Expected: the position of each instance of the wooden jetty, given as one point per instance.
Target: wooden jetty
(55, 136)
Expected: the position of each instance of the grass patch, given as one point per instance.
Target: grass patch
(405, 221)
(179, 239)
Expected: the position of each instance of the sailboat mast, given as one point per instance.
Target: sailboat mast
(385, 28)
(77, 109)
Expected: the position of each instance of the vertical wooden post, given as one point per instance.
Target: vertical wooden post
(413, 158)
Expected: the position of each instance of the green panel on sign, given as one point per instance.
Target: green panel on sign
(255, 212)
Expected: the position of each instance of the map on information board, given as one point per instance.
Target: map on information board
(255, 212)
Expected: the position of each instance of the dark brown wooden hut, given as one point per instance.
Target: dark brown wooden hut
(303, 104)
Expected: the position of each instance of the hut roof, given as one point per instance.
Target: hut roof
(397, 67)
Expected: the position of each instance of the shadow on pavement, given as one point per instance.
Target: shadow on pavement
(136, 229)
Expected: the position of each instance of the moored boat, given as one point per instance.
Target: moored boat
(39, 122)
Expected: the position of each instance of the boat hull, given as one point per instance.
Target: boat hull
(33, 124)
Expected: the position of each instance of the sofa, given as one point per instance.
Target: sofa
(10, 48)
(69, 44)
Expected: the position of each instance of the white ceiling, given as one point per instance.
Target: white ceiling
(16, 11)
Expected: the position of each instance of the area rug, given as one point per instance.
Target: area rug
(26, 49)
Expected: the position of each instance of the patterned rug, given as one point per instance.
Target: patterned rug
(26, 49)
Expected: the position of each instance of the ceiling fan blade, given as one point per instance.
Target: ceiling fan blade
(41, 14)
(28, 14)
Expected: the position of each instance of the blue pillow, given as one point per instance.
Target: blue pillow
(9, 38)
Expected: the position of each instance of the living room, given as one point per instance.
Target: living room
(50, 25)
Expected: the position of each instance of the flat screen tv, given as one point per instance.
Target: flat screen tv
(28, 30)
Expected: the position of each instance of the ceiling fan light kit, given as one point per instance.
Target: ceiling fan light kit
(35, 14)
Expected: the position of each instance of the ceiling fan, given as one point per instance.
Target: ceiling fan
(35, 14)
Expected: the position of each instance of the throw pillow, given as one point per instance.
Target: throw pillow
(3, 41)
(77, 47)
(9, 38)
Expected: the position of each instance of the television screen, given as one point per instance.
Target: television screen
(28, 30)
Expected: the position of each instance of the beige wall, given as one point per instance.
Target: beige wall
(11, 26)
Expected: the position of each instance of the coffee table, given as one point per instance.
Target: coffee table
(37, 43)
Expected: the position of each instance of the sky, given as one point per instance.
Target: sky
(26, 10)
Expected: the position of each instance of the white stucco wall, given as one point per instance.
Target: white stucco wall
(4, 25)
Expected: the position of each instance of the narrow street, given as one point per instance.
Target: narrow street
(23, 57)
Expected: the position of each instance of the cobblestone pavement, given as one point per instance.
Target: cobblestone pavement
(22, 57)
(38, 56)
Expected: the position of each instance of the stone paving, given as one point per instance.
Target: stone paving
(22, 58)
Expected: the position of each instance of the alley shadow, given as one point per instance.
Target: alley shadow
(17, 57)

Directive >> Revise the entries above by replacing "one point per instance" with "a single point for each instance" wherever it occurs, leaving everything else unchanged.

Expected output >>
Expected: the position of each instance of the wooden jetty, given as a single point for each instance.
Target: wooden jetty
(55, 136)
Expected: the position of each instance of the grass patch, given as a single point for each instance.
Target: grass patch
(405, 221)
(179, 239)
Expected: the position of each instance of the sailboat mast, given as a single point for each instance.
Target: sailboat mast
(385, 28)
(77, 109)
Expected: the position of each instance of the vertical wooden post, given as a single point for each instance.
Target: vertical wooden post
(413, 158)
Expected: the position of each instance of the green panel on sign, given as a single point for each instance.
Target: green panel on sign
(255, 212)
Expected: the position of each instance of the map on information board, given as a single point for each instance.
Target: map on information board
(255, 212)
Expected: the position of each instance of the dark brown wooden hut, given as a single point for each instance.
Target: dark brown wooden hut
(303, 104)
Expected: the position of each instance of the hut roof, given as a single point for each instance.
Target: hut roof
(397, 67)
Expected: the position of each instance of the shadow on pavement, given as a single point for each instance.
Target: shadow on pavement
(136, 229)
Expected: the position of each instance of the moored boat, given as a single point for each instance.
Target: moored boat
(39, 122)
Expected: the position of each instance of the boat hull, given as a single point for each instance.
Target: boat hull
(33, 124)
Expected: the position of each instance of the sofa, given as a single point for each instance.
Target: sofa
(10, 48)
(69, 44)
Expected: the position of each instance of the white ceiling, given as a single point for each instance.
Target: white ceiling
(16, 11)
Expected: the position of each instance of the area rug, given as a single point for each instance.
Target: area rug
(26, 49)
Expected: the position of each instance of the patterned rug, given as a single point for each instance.
Target: patterned rug
(26, 49)
Expected: the position of each instance of the ceiling fan blade, given as a single point for each instance.
Target: ceiling fan blade
(41, 14)
(28, 14)
Expected: the position of each instance of the blue pillow, given as a single point for each instance.
Target: blue pillow
(9, 38)
Expected: the position of each instance of the living room, given as a single point for each instance.
Target: living room
(50, 25)
Expected: the position of each instance of the flat screen tv, given as a single point for each instance.
Target: flat screen tv
(28, 30)
Expected: the position of each instance of the ceiling fan light kit, given as a single point for each instance.
Target: ceiling fan light kit
(35, 14)
Expected: the position of each instance of the ceiling fan, given as a single point for each instance.
Target: ceiling fan
(35, 14)
Expected: the position of each instance of the throw pillow, given as a single point for each instance.
Target: throw pillow
(3, 41)
(77, 47)
(9, 38)
Expected: the position of each instance of the television screen, given as a single point for each instance.
Target: television screen
(28, 30)
Expected: the position of each instance of the beige wall, given as a single point for each instance.
Target: beige wall
(11, 26)
Expected: the position of each instance of the coffee table, given as a single point for each instance.
Target: coffee table
(37, 43)
Expected: the position of each instance of the sky, given as a single point for each instance.
Target: sky
(26, 10)
Expected: the position of each instance of the white stucco wall, given as a single point for each instance.
Target: white stucco wall
(4, 25)
Expected: the position of each instance of the narrow street, given as a single point for each instance.
Target: narrow street
(23, 57)
Expected: the position of each instance of the cobblestone pavement, given as a single point for each instance.
Target: cobblestone pavement
(22, 57)
(38, 56)
Expected: the position of each instance of the stone paving, given as a single point for each instance.
Target: stone paving
(22, 58)
Expected: the position of each instance of the alley shadow, given as a single point for each instance.
Target: alley shadow
(17, 57)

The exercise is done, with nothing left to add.